Required work. Reproduce the entries from the line containing "Search for front wheel" through the line containing "[0,70,250,103]", with "bush" replaced by "shrub" and nothing else changed. Give only those lines.

Provided data.
↓

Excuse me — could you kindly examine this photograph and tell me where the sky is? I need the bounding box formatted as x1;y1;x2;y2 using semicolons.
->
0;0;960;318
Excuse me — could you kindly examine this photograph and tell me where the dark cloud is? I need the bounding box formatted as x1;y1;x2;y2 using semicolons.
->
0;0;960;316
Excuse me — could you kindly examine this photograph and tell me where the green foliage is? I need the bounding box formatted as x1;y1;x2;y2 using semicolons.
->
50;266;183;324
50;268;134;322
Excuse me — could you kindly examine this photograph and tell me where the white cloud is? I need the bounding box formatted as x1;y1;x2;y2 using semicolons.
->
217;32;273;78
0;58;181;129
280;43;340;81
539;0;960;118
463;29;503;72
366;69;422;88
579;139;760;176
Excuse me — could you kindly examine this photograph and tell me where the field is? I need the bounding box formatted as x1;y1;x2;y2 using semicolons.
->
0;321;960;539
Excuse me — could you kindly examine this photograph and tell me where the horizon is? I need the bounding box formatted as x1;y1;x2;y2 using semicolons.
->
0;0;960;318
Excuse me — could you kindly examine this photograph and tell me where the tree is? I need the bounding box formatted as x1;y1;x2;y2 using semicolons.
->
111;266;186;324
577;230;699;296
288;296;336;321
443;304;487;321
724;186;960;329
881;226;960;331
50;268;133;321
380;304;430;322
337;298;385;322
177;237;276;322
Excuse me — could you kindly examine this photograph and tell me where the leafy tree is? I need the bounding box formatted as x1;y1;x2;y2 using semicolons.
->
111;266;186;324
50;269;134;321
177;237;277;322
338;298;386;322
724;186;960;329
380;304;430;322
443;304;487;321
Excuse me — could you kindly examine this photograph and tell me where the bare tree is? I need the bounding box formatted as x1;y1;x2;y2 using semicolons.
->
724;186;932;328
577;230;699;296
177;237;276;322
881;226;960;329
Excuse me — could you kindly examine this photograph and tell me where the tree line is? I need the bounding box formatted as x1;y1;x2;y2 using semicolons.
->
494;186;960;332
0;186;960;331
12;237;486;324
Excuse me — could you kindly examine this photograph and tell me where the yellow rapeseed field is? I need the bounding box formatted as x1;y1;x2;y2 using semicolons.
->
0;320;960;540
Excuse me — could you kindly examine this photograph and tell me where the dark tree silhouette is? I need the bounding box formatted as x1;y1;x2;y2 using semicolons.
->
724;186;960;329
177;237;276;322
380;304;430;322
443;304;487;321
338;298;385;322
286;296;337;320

↑
↓

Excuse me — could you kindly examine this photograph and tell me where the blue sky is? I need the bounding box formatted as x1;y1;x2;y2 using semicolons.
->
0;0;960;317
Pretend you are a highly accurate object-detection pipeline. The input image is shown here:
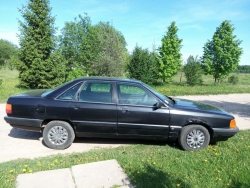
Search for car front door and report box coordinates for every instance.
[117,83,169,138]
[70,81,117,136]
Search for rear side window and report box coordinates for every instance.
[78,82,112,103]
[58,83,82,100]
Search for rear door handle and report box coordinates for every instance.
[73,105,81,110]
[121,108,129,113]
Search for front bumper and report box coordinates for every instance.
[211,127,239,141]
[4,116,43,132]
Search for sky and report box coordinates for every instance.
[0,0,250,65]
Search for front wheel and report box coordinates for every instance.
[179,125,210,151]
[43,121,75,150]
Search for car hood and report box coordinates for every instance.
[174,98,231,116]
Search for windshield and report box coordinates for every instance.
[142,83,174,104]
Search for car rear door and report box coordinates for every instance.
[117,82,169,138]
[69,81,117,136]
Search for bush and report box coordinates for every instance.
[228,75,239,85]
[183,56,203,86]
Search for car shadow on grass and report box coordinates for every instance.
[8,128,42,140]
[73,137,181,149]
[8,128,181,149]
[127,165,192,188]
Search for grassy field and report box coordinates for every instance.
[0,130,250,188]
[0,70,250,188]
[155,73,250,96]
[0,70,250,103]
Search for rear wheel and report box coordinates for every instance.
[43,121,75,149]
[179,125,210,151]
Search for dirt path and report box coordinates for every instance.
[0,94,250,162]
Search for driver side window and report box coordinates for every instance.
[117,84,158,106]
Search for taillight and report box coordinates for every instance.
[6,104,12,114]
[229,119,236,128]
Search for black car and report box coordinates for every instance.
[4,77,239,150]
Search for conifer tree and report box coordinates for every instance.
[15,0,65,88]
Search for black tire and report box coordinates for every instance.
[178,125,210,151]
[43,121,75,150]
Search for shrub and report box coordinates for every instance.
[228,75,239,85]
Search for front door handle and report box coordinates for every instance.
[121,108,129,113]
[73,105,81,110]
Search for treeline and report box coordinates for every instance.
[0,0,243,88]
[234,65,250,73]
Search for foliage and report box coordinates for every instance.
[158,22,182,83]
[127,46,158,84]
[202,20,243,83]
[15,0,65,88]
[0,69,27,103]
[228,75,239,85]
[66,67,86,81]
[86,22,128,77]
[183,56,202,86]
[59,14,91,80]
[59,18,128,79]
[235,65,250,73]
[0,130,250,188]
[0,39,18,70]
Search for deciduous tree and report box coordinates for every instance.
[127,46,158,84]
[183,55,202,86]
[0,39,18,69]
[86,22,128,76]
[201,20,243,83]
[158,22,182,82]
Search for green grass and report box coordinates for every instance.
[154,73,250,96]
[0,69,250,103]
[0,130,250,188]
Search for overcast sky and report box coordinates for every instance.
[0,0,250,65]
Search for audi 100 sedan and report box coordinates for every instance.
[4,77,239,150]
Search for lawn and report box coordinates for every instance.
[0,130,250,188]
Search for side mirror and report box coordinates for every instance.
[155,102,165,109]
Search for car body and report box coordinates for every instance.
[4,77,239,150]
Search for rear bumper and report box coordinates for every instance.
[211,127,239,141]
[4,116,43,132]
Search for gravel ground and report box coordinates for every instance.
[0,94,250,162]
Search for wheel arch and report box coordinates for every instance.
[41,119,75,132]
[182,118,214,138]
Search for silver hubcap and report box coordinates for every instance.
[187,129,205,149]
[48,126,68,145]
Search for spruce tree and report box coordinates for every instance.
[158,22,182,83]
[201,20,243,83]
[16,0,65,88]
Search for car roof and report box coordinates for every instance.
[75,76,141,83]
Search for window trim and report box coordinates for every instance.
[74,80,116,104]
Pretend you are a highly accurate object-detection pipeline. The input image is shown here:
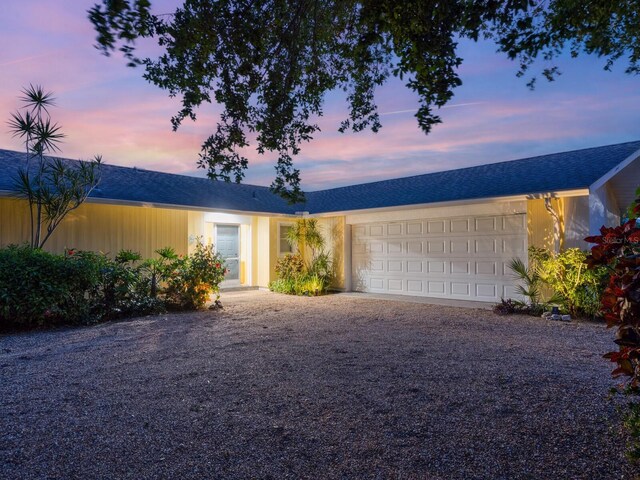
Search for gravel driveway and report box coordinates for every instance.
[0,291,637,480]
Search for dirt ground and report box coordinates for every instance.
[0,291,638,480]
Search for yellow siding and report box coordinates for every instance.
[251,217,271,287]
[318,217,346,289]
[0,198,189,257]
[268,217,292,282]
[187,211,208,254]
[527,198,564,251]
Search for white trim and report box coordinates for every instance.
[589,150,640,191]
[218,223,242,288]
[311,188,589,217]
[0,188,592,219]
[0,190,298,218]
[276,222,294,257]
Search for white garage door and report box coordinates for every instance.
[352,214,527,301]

↑
↓

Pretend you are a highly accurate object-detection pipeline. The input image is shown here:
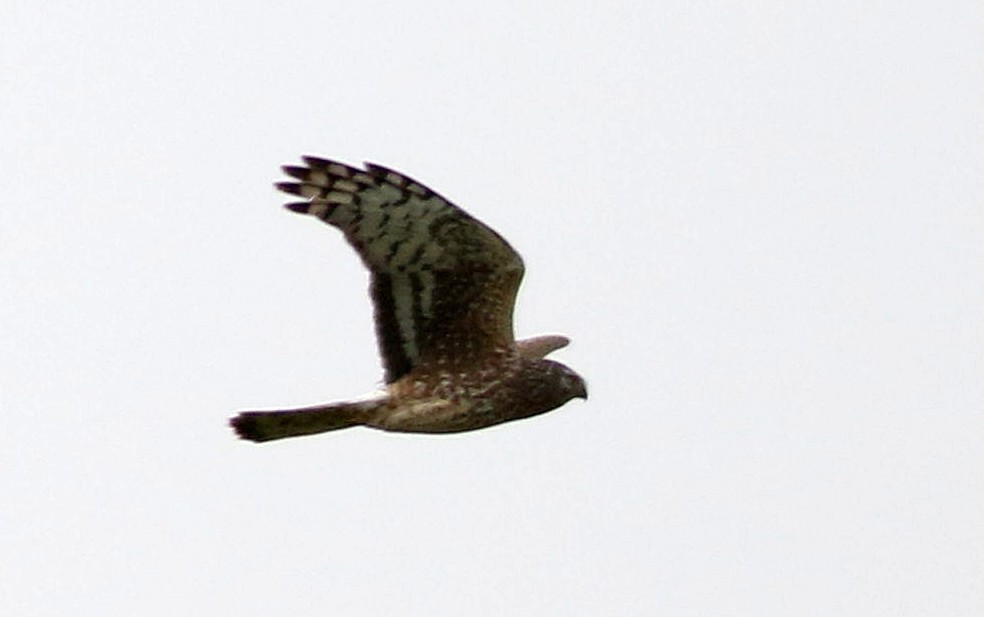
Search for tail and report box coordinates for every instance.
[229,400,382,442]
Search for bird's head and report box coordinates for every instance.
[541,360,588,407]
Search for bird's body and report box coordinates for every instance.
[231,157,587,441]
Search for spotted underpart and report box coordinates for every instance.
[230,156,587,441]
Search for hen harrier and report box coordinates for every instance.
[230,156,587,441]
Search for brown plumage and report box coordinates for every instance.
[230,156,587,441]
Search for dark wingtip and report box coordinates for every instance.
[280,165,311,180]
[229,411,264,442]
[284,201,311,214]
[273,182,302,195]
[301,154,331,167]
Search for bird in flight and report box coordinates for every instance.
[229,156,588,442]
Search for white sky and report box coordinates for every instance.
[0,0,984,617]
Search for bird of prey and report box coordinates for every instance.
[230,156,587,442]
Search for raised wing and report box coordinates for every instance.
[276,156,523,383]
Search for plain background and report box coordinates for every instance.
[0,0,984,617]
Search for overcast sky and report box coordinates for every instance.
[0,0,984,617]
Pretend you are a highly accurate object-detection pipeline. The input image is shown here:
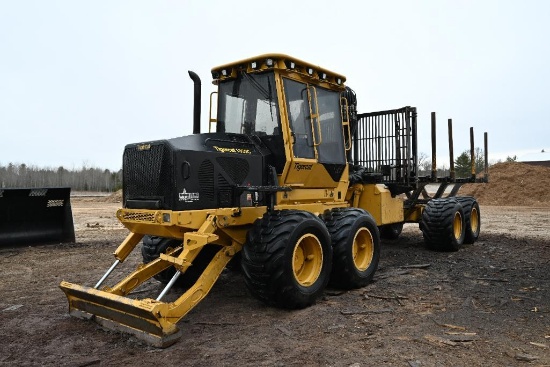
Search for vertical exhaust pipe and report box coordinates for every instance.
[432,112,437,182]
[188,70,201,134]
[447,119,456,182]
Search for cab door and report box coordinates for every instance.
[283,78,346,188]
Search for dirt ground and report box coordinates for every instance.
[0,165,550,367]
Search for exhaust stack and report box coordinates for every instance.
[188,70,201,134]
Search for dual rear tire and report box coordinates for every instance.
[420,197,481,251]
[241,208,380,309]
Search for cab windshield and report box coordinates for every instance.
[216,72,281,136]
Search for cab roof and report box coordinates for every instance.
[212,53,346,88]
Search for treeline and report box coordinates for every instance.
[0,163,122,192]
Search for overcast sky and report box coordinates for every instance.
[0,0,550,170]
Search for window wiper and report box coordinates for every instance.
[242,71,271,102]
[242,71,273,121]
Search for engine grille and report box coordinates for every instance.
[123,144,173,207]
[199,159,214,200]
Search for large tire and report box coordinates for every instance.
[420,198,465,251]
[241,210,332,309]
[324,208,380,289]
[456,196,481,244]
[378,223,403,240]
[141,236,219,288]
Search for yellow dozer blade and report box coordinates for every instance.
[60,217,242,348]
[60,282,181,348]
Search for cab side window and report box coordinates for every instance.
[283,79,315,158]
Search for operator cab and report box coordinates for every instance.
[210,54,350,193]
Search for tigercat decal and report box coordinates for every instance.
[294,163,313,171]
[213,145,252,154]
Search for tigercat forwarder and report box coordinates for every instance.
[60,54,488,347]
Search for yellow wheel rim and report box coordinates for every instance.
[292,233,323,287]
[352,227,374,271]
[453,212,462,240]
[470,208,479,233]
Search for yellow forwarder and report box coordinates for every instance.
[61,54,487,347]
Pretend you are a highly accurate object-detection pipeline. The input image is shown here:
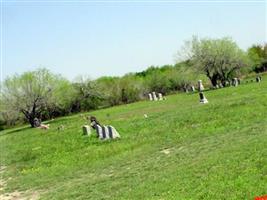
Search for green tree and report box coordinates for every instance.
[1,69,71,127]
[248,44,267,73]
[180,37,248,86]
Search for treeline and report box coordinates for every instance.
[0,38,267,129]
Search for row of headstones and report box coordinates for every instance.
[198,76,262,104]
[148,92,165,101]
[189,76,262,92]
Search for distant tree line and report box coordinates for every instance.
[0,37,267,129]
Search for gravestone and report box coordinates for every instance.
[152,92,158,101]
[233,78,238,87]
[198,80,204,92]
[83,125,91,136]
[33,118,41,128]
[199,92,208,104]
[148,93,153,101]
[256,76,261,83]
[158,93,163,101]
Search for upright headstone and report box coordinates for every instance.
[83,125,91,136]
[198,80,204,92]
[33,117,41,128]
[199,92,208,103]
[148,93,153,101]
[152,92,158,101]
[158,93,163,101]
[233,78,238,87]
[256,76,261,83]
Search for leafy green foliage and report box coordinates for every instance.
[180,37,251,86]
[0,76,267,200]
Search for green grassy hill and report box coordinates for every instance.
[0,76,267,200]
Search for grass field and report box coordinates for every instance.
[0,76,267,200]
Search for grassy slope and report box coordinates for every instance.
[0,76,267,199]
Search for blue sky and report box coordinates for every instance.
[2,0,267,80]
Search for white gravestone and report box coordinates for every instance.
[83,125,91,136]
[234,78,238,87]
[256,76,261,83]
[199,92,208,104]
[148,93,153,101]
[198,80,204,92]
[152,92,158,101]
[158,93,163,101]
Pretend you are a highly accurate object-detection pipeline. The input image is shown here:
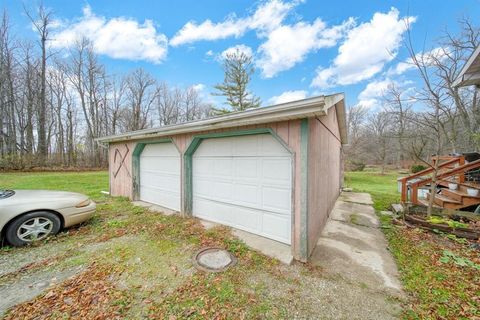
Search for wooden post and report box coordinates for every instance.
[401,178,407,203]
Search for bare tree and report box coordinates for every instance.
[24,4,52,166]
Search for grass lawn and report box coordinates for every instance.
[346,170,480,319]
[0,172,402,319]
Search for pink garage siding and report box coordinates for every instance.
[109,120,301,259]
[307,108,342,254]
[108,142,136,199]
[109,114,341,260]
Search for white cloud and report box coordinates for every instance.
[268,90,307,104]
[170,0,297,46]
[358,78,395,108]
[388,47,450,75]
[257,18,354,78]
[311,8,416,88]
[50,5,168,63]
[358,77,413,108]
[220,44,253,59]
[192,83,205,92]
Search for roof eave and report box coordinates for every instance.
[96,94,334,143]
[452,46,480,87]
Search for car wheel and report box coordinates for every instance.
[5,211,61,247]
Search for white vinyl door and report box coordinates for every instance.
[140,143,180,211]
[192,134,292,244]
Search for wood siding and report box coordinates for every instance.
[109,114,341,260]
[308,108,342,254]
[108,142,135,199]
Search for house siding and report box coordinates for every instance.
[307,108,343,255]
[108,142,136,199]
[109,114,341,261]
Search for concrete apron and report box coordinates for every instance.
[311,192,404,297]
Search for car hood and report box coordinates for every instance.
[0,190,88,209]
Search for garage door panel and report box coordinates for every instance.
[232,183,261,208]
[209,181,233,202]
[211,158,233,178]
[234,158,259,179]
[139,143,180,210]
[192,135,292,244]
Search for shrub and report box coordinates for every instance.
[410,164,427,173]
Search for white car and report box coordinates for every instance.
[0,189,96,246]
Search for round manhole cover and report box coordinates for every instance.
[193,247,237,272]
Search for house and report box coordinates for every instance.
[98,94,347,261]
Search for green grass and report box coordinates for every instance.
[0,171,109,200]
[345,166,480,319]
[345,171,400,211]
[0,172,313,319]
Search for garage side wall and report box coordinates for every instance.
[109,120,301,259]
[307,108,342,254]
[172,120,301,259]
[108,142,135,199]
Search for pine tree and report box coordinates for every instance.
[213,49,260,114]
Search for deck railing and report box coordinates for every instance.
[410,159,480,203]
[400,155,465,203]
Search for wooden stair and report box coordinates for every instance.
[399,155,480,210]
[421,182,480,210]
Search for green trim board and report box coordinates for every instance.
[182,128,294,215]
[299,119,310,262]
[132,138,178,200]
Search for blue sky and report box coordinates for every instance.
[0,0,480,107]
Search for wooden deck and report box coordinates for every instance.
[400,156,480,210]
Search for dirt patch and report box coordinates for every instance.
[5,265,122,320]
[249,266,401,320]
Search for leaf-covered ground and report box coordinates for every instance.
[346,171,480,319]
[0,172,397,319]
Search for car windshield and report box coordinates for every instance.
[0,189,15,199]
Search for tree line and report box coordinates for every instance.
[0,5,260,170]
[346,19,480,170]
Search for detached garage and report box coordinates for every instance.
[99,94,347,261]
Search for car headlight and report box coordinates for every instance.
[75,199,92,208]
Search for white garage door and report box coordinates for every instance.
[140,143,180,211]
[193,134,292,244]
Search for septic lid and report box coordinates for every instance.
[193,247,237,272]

↑

Worked solution.
Search for front wheel and report box coordinates for every instance.
[179,125,210,151]
[43,121,75,150]
Search for car hood and report box coordinates for every instance.
[174,98,231,116]
Search for windshield and report box coordinates for every instance.
[142,83,174,104]
Search for car rear door and report box coordinates for every instance.
[117,82,169,138]
[69,81,117,136]
Search for shrub and report box coordinates for every instance.
[228,75,239,85]
[183,56,203,86]
Search for car shadow on grass and report box coordinates for every instance.
[8,128,42,140]
[73,137,181,149]
[8,128,181,149]
[127,165,192,188]
Search for grassy field and report box coordinates for every instance.
[0,130,250,188]
[0,70,250,188]
[155,73,250,96]
[0,70,250,103]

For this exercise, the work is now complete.